▶ _EXCERPT PROVIDED_
____
# hunting fitness for horses



## Kittykins (28 June 2010)

Hello all,

just bought my first horse, and, as she loves to jump (and I've always wanted to do it), I plan to take her out hunting every now and then over the winter. Two questions: for a morning's hunting once in a while (it definitely WON'T be every week), how fit does she need to be? She's quite laid back at the moment and generally does about half hour in the school every few days, and gently hacks out on the rest of the week. She gets a day or two off, too. I don't want her so fit that she's always prancing about, if i can help it. :-D


----------



## spacefaer (28 June 2010)

depends how you want to hunt and who you're planning to hunt with (some packs are faster than others)

she certainly needs to be in more work than she currently is

the easiest way to get hunters fit, once they're in work after their summer break, is to take them on mounted hound exercise (hacking with hounds) which is approx 2-3 hours a morning, followed by autumn hunting. Nice quiet off road hacking for 3-5 hours - our hunt goes out several mornings a week so you can pick where and how often to go.

Long slow work is the best way to build up stamina - it's not necessary to do canter work for several months yet!
____
▶ _EXTRACTED ENTRIES_
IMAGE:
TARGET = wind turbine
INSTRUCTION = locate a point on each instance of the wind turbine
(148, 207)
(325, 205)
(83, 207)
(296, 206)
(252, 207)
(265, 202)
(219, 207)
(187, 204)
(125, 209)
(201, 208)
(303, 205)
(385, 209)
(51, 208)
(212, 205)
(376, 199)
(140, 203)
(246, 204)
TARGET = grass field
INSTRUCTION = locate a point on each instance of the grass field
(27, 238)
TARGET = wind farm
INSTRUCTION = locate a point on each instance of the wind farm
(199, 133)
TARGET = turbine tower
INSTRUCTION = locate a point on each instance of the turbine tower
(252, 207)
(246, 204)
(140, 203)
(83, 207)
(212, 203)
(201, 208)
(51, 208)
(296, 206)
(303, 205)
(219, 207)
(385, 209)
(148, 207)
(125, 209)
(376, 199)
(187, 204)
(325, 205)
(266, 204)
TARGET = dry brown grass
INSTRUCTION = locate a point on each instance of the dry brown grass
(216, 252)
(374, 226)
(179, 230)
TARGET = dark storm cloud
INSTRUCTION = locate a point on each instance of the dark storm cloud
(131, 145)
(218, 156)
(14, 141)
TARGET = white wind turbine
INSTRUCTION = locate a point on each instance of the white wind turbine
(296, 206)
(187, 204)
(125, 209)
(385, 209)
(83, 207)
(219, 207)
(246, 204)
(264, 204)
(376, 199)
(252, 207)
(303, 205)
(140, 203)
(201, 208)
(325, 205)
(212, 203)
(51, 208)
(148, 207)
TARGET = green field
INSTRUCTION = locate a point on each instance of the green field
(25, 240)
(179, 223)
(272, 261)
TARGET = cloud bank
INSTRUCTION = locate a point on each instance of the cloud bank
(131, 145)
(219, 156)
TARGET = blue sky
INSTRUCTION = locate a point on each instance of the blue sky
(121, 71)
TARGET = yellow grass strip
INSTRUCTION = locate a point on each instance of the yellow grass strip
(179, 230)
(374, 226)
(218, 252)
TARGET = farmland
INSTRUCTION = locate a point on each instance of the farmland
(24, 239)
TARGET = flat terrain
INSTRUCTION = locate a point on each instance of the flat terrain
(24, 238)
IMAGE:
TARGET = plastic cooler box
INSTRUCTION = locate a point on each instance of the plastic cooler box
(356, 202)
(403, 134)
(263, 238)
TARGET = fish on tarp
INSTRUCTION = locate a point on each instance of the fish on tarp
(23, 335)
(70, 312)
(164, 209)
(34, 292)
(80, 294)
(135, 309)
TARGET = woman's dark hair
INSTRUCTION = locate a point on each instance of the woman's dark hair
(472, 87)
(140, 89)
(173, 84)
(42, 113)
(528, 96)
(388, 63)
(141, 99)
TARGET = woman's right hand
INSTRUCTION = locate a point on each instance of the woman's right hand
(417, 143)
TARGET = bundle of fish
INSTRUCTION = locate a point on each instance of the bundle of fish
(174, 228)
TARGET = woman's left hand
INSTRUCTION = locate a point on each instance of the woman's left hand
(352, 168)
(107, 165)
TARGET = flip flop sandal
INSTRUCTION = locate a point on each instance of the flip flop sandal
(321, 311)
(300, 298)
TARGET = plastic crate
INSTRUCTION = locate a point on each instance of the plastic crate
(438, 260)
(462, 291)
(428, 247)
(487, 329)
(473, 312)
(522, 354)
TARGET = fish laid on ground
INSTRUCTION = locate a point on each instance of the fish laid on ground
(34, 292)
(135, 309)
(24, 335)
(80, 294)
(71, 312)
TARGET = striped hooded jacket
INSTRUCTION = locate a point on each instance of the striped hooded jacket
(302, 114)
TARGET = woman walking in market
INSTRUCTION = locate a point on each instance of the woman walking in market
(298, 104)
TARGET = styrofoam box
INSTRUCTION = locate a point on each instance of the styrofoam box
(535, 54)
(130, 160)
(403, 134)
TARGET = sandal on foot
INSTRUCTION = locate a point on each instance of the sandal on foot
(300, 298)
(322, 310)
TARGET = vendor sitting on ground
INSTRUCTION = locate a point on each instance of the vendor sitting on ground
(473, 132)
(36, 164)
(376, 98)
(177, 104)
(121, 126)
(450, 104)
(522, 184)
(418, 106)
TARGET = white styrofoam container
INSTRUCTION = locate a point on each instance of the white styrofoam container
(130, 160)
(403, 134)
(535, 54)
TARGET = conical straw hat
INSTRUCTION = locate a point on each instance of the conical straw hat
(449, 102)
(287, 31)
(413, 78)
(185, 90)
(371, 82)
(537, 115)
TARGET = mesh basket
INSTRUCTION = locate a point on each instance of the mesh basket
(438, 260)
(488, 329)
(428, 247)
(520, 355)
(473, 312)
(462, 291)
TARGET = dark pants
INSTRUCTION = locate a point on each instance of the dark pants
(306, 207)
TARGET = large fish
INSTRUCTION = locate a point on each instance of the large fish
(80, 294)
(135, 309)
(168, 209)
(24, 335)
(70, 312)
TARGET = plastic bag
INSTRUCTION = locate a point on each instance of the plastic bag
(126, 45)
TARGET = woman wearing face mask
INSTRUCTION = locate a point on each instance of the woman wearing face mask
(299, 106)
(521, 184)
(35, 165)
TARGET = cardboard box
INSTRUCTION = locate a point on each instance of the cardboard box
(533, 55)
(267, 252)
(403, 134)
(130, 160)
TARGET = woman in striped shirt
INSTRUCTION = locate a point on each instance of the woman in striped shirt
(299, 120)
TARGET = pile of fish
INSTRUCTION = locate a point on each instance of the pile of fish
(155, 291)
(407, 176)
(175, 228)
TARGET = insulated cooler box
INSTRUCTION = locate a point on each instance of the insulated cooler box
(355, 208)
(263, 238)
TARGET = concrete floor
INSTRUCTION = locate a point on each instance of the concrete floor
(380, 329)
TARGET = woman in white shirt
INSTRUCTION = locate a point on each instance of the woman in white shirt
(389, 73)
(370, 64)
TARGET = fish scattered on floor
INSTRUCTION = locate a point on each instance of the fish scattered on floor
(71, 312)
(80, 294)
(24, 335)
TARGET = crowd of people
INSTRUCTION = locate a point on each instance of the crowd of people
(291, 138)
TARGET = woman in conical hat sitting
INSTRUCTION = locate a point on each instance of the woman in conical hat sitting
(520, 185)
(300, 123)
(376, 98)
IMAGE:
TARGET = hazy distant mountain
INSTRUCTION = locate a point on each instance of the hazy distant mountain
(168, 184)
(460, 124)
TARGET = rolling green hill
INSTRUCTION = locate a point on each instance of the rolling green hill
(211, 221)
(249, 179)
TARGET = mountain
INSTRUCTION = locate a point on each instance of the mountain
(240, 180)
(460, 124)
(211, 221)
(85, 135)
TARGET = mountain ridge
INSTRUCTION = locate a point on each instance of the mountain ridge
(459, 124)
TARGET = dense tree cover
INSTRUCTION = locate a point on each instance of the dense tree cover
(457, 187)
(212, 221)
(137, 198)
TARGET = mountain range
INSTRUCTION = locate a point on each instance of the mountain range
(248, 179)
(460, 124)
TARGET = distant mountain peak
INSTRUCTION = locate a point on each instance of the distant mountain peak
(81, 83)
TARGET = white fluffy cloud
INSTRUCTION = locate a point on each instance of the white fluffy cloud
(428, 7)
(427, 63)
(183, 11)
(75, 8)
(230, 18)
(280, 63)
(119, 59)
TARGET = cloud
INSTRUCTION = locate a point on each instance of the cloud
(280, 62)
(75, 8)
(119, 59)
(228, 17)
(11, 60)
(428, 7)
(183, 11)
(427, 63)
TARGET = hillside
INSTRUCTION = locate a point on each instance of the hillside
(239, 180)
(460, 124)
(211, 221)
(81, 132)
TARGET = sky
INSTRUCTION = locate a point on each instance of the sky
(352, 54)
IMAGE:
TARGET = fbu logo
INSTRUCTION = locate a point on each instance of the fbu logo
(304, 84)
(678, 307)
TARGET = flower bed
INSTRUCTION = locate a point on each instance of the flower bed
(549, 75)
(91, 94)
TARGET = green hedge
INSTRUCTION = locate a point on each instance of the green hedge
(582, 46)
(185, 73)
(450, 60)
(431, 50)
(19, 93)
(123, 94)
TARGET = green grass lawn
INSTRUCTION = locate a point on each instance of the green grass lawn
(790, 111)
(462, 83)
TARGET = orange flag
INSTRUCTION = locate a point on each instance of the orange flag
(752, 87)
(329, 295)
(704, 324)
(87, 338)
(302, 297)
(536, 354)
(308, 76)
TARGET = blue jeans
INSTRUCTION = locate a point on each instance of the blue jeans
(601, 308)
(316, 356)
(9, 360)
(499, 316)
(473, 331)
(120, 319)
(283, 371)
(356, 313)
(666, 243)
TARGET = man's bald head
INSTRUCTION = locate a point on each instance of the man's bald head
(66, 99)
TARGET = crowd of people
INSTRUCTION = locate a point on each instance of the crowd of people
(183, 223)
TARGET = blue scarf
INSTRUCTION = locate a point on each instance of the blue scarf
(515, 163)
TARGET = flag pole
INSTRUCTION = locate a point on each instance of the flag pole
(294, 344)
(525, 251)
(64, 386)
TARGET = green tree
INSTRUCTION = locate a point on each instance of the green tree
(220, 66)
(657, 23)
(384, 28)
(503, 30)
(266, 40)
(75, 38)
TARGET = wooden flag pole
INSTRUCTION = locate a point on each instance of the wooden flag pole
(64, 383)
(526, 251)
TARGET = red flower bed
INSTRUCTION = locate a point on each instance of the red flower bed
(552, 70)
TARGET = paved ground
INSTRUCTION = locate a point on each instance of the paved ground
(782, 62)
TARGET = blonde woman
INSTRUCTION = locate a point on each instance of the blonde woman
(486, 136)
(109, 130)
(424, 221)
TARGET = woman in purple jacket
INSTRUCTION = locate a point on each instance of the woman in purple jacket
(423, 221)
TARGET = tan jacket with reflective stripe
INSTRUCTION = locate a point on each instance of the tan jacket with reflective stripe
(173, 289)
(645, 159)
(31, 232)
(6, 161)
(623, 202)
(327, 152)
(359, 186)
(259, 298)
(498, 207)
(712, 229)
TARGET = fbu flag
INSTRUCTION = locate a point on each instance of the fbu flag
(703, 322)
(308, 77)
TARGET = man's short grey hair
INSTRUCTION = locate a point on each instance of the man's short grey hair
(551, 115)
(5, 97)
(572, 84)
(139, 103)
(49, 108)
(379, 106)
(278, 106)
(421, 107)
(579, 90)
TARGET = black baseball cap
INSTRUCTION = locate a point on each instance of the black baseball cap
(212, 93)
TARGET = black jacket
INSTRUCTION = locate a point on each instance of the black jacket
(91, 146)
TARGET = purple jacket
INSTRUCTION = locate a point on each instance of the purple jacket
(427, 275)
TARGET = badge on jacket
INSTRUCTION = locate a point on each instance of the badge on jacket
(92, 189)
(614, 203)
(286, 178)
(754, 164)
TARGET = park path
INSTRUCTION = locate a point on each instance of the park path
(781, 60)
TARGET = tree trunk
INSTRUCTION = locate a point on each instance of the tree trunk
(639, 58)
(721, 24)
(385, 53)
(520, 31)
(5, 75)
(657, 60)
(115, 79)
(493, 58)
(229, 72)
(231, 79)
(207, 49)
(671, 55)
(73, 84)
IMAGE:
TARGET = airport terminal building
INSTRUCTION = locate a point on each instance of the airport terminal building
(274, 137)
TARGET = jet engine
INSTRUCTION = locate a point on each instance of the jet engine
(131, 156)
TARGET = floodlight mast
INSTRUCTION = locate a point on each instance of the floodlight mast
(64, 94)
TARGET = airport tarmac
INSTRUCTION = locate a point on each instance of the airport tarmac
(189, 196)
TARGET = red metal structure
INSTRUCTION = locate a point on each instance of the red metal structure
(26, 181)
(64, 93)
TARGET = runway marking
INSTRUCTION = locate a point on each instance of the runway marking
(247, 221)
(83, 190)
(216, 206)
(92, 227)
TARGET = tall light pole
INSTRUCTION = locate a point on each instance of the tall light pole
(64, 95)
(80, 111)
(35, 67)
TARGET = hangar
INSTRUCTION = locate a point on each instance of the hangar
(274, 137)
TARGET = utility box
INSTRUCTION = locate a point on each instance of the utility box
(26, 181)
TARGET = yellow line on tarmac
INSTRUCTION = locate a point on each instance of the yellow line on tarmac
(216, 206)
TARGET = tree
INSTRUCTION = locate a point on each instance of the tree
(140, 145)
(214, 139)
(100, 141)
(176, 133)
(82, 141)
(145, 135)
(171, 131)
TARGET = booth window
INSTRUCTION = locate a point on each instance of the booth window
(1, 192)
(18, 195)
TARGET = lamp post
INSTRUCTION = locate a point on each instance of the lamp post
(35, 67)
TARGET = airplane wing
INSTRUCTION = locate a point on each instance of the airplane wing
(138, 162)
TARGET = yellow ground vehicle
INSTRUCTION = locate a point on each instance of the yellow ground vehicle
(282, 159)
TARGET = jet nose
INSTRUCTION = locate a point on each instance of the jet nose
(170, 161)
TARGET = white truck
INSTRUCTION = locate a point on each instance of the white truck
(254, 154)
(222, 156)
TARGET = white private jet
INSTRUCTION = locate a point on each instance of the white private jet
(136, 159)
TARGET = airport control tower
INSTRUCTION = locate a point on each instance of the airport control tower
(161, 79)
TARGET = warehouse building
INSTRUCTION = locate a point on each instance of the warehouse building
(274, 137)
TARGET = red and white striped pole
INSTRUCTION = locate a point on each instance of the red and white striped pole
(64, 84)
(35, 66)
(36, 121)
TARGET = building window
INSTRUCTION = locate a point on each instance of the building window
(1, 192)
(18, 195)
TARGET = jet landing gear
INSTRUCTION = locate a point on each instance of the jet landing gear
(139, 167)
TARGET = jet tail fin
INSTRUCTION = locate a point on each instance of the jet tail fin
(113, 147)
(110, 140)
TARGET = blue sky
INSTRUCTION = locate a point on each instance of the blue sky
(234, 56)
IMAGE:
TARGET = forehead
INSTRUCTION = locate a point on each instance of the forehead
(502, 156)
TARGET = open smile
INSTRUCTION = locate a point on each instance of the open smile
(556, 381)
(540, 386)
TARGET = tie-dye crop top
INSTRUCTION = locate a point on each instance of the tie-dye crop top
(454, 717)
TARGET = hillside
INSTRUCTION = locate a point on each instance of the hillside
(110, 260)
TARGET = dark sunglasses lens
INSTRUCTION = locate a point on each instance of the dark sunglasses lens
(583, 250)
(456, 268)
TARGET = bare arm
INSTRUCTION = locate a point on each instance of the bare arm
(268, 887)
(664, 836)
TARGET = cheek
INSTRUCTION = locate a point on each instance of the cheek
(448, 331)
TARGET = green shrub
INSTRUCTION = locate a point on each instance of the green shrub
____
▶ _TASK OBJECTIVE_
Reproduce everything from "just bought my" down to "spacefaer (28 June 2010)" in the hunting fitness thread, swapping "school" for "arena". The data above have no connection to the hunting fitness thread.

▶ _ANSWER TO THE PROBLEM_
just bought my first horse, and, as she loves to jump (and I've always wanted to do it), I plan to take her out hunting every now and then over the winter. Two questions: for a morning's hunting once in a while (it definitely WON'T be every week), how fit does she need to be? She's quite laid back at the moment and generally does about half hour in the arena every few days, and gently hacks out on the rest of the week. She gets a day or two off, too. I don't want her so fit that she's always prancing about, if i can help it. :-D


----------



## spacefaer (28 June 2010)